◆ **Source material**
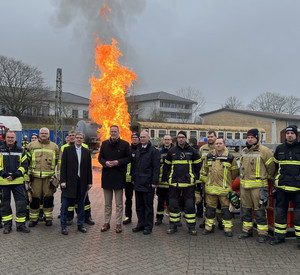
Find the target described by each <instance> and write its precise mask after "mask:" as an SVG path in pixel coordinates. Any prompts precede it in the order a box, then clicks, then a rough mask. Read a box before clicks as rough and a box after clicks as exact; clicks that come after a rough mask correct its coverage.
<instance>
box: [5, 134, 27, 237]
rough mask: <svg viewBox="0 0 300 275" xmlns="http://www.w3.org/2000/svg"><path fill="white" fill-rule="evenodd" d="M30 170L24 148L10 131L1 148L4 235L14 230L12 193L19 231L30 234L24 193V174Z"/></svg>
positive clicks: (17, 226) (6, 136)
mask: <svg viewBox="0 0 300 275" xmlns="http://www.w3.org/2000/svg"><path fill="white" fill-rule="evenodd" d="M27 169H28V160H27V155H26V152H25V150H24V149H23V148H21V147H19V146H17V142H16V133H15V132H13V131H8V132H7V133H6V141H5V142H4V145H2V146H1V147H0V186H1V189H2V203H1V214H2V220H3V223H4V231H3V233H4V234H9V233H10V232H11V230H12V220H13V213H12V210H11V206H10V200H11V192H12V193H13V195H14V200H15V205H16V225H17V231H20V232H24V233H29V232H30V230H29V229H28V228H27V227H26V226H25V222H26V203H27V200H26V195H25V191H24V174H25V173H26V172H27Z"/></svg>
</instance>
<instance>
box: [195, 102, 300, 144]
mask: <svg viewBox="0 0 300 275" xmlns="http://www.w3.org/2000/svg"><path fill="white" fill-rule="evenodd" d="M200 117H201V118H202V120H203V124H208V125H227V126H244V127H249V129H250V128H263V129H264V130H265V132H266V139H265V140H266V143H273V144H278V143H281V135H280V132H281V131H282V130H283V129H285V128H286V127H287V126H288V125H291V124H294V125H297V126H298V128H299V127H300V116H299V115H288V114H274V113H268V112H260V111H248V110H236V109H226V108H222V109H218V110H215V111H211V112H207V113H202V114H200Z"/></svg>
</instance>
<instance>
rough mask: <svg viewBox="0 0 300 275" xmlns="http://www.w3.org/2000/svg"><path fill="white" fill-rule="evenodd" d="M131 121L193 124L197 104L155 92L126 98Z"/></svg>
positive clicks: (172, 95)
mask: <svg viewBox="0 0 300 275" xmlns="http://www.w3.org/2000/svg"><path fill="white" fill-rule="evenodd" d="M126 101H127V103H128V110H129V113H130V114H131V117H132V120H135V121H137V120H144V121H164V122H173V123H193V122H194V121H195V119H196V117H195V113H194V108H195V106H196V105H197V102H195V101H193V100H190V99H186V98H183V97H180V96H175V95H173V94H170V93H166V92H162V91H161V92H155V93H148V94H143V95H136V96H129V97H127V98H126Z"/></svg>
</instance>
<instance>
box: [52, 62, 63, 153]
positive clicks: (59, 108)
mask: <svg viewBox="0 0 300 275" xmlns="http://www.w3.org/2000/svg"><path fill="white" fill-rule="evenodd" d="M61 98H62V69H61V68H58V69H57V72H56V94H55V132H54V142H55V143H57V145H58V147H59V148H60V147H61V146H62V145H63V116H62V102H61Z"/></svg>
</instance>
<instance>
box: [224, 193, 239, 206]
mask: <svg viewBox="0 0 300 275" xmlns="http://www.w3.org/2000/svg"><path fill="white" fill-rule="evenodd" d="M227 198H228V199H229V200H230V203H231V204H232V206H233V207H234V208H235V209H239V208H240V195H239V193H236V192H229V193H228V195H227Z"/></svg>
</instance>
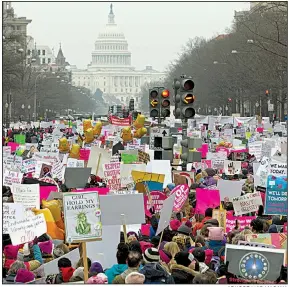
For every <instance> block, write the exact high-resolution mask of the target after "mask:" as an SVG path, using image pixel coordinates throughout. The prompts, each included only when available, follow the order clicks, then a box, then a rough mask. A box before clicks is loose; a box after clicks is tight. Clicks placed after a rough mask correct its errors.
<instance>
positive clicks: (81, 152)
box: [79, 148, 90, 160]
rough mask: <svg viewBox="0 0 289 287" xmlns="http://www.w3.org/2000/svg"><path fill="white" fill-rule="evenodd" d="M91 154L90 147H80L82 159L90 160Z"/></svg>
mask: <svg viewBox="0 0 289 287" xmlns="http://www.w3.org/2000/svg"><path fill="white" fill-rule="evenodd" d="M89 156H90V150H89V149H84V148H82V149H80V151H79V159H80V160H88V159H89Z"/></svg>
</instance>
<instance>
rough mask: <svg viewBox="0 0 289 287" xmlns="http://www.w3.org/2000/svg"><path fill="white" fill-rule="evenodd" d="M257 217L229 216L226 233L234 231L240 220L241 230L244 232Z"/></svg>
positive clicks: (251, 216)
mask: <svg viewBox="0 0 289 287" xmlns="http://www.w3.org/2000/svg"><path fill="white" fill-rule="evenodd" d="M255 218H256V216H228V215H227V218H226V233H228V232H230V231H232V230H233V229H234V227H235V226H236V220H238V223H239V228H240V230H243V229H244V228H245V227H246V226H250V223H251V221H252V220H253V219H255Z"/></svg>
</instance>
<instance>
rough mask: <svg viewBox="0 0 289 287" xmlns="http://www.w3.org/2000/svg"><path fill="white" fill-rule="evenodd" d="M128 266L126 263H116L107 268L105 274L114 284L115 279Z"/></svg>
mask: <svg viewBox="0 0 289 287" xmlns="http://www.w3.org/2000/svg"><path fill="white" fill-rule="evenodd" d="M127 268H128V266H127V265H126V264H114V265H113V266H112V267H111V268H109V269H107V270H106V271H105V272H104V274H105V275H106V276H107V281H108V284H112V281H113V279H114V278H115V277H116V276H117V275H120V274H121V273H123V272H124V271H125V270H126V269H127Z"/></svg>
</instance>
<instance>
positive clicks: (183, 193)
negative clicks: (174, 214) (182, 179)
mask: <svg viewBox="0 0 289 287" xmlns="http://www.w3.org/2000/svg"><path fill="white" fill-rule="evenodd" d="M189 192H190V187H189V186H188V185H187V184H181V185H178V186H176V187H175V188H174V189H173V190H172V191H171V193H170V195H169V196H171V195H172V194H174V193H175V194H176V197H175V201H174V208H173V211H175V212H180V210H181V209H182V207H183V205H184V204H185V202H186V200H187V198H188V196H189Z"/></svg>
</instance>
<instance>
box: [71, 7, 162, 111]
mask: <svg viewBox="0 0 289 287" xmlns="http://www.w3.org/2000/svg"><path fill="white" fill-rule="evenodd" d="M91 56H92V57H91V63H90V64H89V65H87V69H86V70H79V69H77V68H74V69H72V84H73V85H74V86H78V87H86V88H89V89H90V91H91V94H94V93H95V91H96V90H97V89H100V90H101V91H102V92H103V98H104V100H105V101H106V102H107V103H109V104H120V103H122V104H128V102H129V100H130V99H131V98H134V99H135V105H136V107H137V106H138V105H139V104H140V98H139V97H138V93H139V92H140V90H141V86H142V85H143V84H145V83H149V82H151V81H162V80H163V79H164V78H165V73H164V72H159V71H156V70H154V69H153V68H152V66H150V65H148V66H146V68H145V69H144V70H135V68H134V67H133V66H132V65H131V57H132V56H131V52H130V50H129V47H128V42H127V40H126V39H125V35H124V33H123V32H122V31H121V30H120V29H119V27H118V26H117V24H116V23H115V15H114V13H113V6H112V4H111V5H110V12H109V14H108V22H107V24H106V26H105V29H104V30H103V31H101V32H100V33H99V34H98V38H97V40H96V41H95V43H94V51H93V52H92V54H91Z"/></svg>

◆ **Exercise directions**
Copy the material exactly. Do not include the pictures.

◆ **Your solution**
Find the target described by each <instance> and write its precise mask after "mask:" as an SVG path in pixel coordinates. Any prompts precede it in the order a box, then clicks, then a rough mask. Read a box before clicks as rough and a box after clicks as exact; clicks that come after a rough mask correct its coverage.
<instance>
box: [5, 134, 27, 237]
rough mask: <svg viewBox="0 0 300 275" xmlns="http://www.w3.org/2000/svg"><path fill="white" fill-rule="evenodd" d="M30 170L24 148L10 131L1 148L4 235L14 230L12 193L19 231L30 234L24 193V174Z"/></svg>
positive clicks: (17, 226) (6, 136)
mask: <svg viewBox="0 0 300 275" xmlns="http://www.w3.org/2000/svg"><path fill="white" fill-rule="evenodd" d="M27 169H28V160H27V155H26V152H25V150H24V149H23V148H21V147H19V146H17V142H16V133H15V132H13V131H8V132H7V133H6V141H5V142H4V145H2V146H1V147H0V186H1V189H2V203H1V214H2V220H3V223H4V231H3V233H4V234H9V233H10V232H11V230H12V220H13V213H12V210H11V206H10V200H11V192H12V193H13V195H14V200H15V205H16V225H17V231H20V232H24V233H29V232H30V230H29V229H28V228H27V227H26V226H25V222H26V203H27V200H26V195H25V191H24V174H25V173H26V172H27Z"/></svg>
</instance>
<instance>
box: [195, 102, 300, 144]
mask: <svg viewBox="0 0 300 275" xmlns="http://www.w3.org/2000/svg"><path fill="white" fill-rule="evenodd" d="M200 117H201V118H202V120H203V124H208V125H227V126H244V127H249V129H250V128H263V129H264V130H265V132H266V139H265V140H266V143H273V144H278V143H281V135H280V132H281V131H282V130H283V129H285V128H286V127H287V126H288V125H291V124H294V125H297V126H298V128H299V127H300V116H299V115H288V114H274V113H268V112H260V111H248V110H236V109H226V108H222V109H218V110H215V111H211V112H207V113H202V114H200Z"/></svg>
</instance>
<instance>
rough mask: <svg viewBox="0 0 300 275" xmlns="http://www.w3.org/2000/svg"><path fill="white" fill-rule="evenodd" d="M131 121L193 124L197 104L155 92L126 98Z"/></svg>
positive clicks: (172, 95)
mask: <svg viewBox="0 0 300 275" xmlns="http://www.w3.org/2000/svg"><path fill="white" fill-rule="evenodd" d="M126 101H127V103H128V110H129V113H130V114H131V117H132V120H135V121H137V120H144V121H164V122H173V123H193V122H194V121H195V119H196V117H195V113H194V108H195V106H196V105H197V102H195V101H193V100H190V99H186V98H183V97H180V96H175V95H173V94H170V93H166V92H162V91H161V92H155V93H148V94H143V95H136V96H129V97H127V98H126Z"/></svg>
</instance>
<instance>
box: [52, 62, 63, 153]
positive clicks: (59, 108)
mask: <svg viewBox="0 0 300 275" xmlns="http://www.w3.org/2000/svg"><path fill="white" fill-rule="evenodd" d="M61 98H62V69H61V68H58V69H57V72H56V94H55V132H54V142H55V143H57V145H58V147H59V148H60V147H61V146H62V145H63V116H62V102H61Z"/></svg>
</instance>
<instance>
box: [224, 193, 239, 206]
mask: <svg viewBox="0 0 300 275" xmlns="http://www.w3.org/2000/svg"><path fill="white" fill-rule="evenodd" d="M227 198H228V199H229V200H230V203H231V204H232V206H233V207H234V208H235V209H239V208H240V195H239V193H236V192H229V193H228V195H227Z"/></svg>
</instance>
For every <instance> block, write the exact high-resolution mask of the target after "mask:" as an SVG path, using image pixel coordinates throughout. The prompts, each included only when available, follow the order clicks, then a box, then a rough mask. A box before clicks is loose; a box after clicks is tight. Clicks placed after a rough mask correct its errors.
<instance>
positive clicks: (81, 152)
box: [79, 148, 90, 160]
rough mask: <svg viewBox="0 0 289 287" xmlns="http://www.w3.org/2000/svg"><path fill="white" fill-rule="evenodd" d="M91 154L90 147H80L82 159L90 160Z"/></svg>
mask: <svg viewBox="0 0 289 287" xmlns="http://www.w3.org/2000/svg"><path fill="white" fill-rule="evenodd" d="M89 156H90V150H89V149H84V148H82V149H80V151H79V159H80V160H88V159H89Z"/></svg>
</instance>
<instance>
rough mask: <svg viewBox="0 0 289 287" xmlns="http://www.w3.org/2000/svg"><path fill="white" fill-rule="evenodd" d="M257 217L229 216L226 233L234 231L240 220L241 230L244 232Z"/></svg>
positive clicks: (251, 216)
mask: <svg viewBox="0 0 289 287" xmlns="http://www.w3.org/2000/svg"><path fill="white" fill-rule="evenodd" d="M255 218H256V216H228V215H227V218H226V233H228V232H230V231H232V230H233V229H234V227H235V226H236V220H238V223H239V228H240V230H243V229H244V228H245V227H246V226H250V223H251V221H252V220H253V219H255Z"/></svg>
</instance>
<instance>
rough mask: <svg viewBox="0 0 289 287" xmlns="http://www.w3.org/2000/svg"><path fill="white" fill-rule="evenodd" d="M128 266L126 263H116L107 268L105 274L114 284L115 279Z"/></svg>
mask: <svg viewBox="0 0 289 287" xmlns="http://www.w3.org/2000/svg"><path fill="white" fill-rule="evenodd" d="M127 268H128V266H127V265H126V264H114V265H113V266H112V267H111V268H109V269H107V270H106V271H105V272H104V274H105V275H106V276H107V281H108V284H112V281H113V279H114V278H115V277H116V276H117V275H120V274H121V273H123V272H124V271H125V270H126V269H127Z"/></svg>
</instance>
<instance>
positive clicks: (183, 193)
negative clicks: (174, 214) (182, 179)
mask: <svg viewBox="0 0 289 287" xmlns="http://www.w3.org/2000/svg"><path fill="white" fill-rule="evenodd" d="M189 192H190V187H189V186H188V185H187V184H181V185H178V186H176V187H175V188H174V189H173V190H172V191H171V193H170V195H169V196H171V195H172V194H174V193H175V194H176V197H175V201H174V208H173V211H175V212H180V210H181V209H182V207H183V205H184V204H185V202H186V200H187V198H188V196H189Z"/></svg>
</instance>
<instance>
box: [71, 7, 162, 111]
mask: <svg viewBox="0 0 289 287" xmlns="http://www.w3.org/2000/svg"><path fill="white" fill-rule="evenodd" d="M91 56H92V57H91V63H90V64H89V65H87V69H86V70H79V69H77V68H74V69H72V84H73V85H74V86H78V87H86V88H89V89H90V91H91V94H94V93H95V91H96V90H97V89H100V90H101V91H102V92H103V98H104V100H105V101H106V102H107V103H109V104H120V103H122V104H128V102H129V100H130V99H131V98H134V99H135V105H136V107H137V106H138V105H139V104H140V98H139V97H138V93H139V92H140V90H141V86H142V85H143V84H145V83H149V82H151V81H162V80H163V79H164V78H165V73H164V72H159V71H156V70H154V69H153V68H152V66H150V65H148V66H146V68H145V69H144V70H135V68H134V67H133V66H132V65H131V57H132V56H131V52H130V50H129V47H128V42H127V40H126V39H125V35H124V33H123V32H122V31H121V30H120V29H119V27H118V26H117V24H116V23H115V15H114V13H113V6H112V4H111V5H110V12H109V14H108V22H107V24H106V26H105V29H104V30H103V31H101V32H100V33H99V34H98V38H97V40H96V41H95V43H94V51H93V52H92V54H91Z"/></svg>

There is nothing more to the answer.